◆ REQUIREMENT ◆
Return, exactly as written, every line from the first line of the data below through the line that contains "Could you please indicate the clear".

◆ RECORDED DATA ◆

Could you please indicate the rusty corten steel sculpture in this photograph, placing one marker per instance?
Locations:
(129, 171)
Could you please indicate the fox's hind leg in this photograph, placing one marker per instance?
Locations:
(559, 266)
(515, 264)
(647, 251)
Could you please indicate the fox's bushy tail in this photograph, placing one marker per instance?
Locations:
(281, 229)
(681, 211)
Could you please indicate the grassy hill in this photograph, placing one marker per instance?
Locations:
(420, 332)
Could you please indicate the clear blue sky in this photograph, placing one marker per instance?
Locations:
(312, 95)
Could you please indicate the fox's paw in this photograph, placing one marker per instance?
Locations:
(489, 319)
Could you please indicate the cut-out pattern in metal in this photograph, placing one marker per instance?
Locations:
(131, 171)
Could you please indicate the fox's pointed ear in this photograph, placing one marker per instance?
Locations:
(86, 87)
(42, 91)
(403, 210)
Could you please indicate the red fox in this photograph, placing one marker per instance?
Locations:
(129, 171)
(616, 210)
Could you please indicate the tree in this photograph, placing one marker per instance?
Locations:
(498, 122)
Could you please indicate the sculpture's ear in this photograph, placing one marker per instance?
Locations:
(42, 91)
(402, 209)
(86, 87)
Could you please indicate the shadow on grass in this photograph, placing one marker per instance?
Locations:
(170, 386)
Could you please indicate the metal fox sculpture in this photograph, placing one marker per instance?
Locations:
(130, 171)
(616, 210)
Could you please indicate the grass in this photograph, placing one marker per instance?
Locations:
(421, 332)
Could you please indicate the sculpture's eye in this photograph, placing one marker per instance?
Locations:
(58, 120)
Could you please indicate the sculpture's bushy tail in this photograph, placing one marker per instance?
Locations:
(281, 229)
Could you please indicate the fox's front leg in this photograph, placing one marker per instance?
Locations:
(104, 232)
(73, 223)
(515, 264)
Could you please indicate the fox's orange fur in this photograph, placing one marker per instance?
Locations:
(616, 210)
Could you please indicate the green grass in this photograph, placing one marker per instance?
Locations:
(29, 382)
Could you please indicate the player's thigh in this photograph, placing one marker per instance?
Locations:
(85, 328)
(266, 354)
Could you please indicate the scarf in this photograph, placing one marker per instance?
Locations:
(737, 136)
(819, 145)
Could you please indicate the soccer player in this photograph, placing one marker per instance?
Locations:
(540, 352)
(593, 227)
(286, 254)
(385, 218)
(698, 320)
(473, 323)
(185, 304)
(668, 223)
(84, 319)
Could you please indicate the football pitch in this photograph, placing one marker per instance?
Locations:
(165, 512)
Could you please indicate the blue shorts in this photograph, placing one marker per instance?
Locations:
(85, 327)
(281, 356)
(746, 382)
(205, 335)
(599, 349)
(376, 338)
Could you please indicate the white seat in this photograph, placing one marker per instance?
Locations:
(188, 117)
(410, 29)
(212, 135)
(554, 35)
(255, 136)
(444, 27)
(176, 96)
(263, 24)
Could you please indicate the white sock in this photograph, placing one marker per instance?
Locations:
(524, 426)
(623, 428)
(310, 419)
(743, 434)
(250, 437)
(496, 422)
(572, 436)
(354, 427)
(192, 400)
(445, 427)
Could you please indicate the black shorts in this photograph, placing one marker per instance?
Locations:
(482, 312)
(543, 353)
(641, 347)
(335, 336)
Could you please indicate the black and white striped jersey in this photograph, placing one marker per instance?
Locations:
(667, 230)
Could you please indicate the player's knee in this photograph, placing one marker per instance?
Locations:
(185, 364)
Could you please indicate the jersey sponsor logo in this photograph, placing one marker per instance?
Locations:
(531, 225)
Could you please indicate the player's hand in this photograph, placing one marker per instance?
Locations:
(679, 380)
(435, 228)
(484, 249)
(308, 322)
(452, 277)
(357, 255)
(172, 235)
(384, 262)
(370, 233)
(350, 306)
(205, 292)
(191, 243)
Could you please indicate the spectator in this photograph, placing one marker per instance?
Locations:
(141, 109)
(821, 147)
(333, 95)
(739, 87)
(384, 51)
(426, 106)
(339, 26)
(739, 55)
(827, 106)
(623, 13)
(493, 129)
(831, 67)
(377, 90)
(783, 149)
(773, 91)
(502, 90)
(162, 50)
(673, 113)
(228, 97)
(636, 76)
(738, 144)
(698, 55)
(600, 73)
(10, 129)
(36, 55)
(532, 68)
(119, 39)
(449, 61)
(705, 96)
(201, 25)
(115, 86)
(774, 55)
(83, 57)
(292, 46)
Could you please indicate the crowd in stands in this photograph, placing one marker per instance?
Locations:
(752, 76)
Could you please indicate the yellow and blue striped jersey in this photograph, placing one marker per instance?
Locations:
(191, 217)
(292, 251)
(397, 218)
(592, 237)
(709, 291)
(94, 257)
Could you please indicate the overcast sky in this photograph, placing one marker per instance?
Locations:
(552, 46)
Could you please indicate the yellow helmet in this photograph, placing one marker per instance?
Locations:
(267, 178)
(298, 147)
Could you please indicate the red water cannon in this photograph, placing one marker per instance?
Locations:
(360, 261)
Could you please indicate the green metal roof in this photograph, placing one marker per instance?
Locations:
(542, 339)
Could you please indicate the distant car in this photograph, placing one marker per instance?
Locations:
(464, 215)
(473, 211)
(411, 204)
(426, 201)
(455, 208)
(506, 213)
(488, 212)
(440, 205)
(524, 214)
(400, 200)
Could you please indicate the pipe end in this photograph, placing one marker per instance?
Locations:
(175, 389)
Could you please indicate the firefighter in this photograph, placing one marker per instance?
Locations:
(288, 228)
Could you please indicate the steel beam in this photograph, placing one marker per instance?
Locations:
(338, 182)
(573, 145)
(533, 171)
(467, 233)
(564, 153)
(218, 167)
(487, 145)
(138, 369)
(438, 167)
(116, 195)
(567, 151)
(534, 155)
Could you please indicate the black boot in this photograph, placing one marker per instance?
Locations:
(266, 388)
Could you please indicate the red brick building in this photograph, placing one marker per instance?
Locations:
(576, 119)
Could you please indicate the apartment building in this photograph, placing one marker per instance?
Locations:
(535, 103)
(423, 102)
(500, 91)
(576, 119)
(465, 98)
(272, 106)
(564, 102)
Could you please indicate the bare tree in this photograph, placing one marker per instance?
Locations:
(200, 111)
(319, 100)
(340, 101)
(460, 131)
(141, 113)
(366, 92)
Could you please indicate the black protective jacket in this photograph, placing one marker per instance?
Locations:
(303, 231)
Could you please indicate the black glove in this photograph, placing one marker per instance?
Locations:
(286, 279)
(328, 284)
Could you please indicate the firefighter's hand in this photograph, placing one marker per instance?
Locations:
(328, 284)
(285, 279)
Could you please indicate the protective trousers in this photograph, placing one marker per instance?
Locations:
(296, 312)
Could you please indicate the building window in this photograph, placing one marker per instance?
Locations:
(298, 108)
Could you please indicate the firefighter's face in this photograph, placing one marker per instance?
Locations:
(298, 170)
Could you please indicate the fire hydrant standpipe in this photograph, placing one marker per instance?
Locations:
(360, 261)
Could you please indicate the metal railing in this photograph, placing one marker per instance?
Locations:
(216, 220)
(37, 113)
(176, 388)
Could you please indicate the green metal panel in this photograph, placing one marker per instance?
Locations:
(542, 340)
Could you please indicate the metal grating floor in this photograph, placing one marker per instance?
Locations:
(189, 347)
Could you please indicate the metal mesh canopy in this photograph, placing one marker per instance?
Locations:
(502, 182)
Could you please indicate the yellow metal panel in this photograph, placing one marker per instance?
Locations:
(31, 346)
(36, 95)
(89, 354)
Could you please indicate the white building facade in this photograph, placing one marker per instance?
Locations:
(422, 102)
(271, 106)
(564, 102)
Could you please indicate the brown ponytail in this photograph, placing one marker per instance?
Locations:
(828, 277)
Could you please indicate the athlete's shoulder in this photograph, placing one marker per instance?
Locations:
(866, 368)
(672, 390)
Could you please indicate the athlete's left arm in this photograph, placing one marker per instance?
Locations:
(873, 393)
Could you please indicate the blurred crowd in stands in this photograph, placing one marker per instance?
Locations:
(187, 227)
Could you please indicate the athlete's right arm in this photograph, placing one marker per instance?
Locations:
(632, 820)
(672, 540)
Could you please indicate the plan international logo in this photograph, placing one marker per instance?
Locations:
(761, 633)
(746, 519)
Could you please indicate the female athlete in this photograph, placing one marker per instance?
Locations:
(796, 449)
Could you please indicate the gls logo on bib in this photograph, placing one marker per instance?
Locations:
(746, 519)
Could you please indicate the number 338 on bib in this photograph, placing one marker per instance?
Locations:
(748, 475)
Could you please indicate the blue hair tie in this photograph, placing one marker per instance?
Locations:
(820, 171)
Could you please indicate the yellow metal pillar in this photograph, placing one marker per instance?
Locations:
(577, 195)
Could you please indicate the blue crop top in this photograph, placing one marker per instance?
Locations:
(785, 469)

◆ FINISHED EXERCISE ◆
Could you please indicate the rusty corten steel sculpture in this photograph, placing one marker per instance?
Locations:
(129, 171)
Could you please indicate the fox's hind leg in this photograph, placing one marker per instance?
Locations:
(559, 266)
(515, 264)
(647, 251)
Could you please indicate the fox's bushy tail in this photograph, placing one marker per instance?
Locations:
(281, 229)
(681, 211)
Could you please indicate the grassy hill in this photograph, placing one marker per instance?
Locations:
(420, 332)
Could you please indicate the clear blue sky in this photograph, placing one marker per instance?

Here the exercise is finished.